### Набор заданий
- a) Выведите без изменений часть фрагмента о характерах в трагедии между «По Аристотелю, характеры» и «оно или неполное.» включительно.
- b) Ответьте по фрагменту о характерах в трагедии на вопросы, отмечая ответы так же:
(i) Какими, по Аристотелю, должны быть характеры в трагедии?
(ii) Каким греческим словом обозначены «хорошие» люди?
(iii) Чего, по словам автора, Аристотель здесь не дает?
- c) Пожалуйста, перескажите в виде списка абзац фрагмента о характерах в трагедии, начинающийся словами «По Аристотелю, характеры в трагедии», сохранив его основные факты.

### Фрагмент текста

***

По Аристотелю, характеры в трагедии должны быть благородные (15, 1454 а 17, chrёsta, хотя в другом месте, 13, 1452 b 36, сам же Аристотель говорит, что в трагедии должны изображаться не "хорошие", epieiceis, и не "дурные", но средние между ними люди), "соответствующие действующим лицам" (а как это, спросили бы мы, характер действующего лица может не соответствовать самому действующему лицу?), правдоподобные и последовательные (15, 1454 а 15-27). Не говоря уже о том, что каждая из этих особенностей изображения характера требует, во избежание разных недоразумений, весьма отчетливого анализа, которого Аристотель здесь не дает, уже самое это разделение четырех особенностей характера произведено неизвестно по какому принципу. А тем самым становится ненадежным и само деление, о котором неизвестно полное ли оно или неполное.

***

### Исходные данные
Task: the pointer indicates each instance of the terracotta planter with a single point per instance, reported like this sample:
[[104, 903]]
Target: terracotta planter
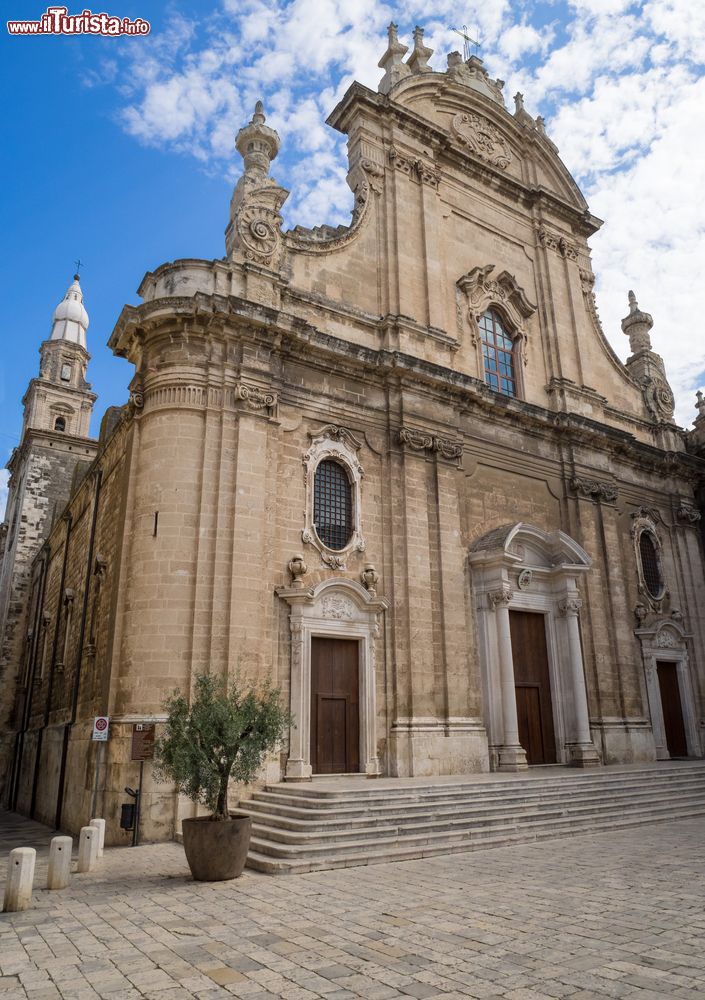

***

### Результаты упражнения
- a)
По Аристотелю, характеры в трагедии должны быть благородные (15, 1454 а 17, chrёsta, хотя в другом месте, 13, 1452 b 36, сам же Аристотель говорит, что в трагедии должны изображаться не "хорошие", epieiceis, и не "дурные", но средние между ними люди), "соответствующие действующим лицам" (а как это, спросили бы мы, характер действующего лица может не соответствовать самому действующему лицу?), правдоподобные и последовательные (15, 1454 а 15-27). Не говоря уже о том, что каждая из этих особенностей изображения характера требует, во избежание разных недоразумений, весьма отчетливого анализа, которого Аристотель здесь не дает, уже самое это разделение четырех особенностей характера произведено неизвестно по какому принципу. А тем самым становится ненадежным и само деление, о котором неизвестно полное ли оно или неполное.

- b)
(i) Благородными, соответствующими действующим лицам, правдоподобными и последовательными.
(ii) Epieiceis.
(iii) Весьма отчетливого анализа каждой из этих особенностей изображения характера.

- c)
- По Аристотелю, характеры в трагедии должны быть благородными, соответствующими действующим лицам, правдоподобными и последовательными (15, 1454 а 15–27).
- В другом месте (13, 1452 b 36) Аристотель сам говорит, что в трагедии изображаются не «хорошие» и не «дурные», а средние между ними люди.
- Автор сомневается, может ли характер действующего лица не соответствовать самому действующему лицу.
- Каждая из особенностей требует отчетливого анализа, которого Аристотель не дает.
- Неизвестно, по какому принципу выделены четыре особенности, поэтому само деление ненадежно: неясно, полное оно или неполное.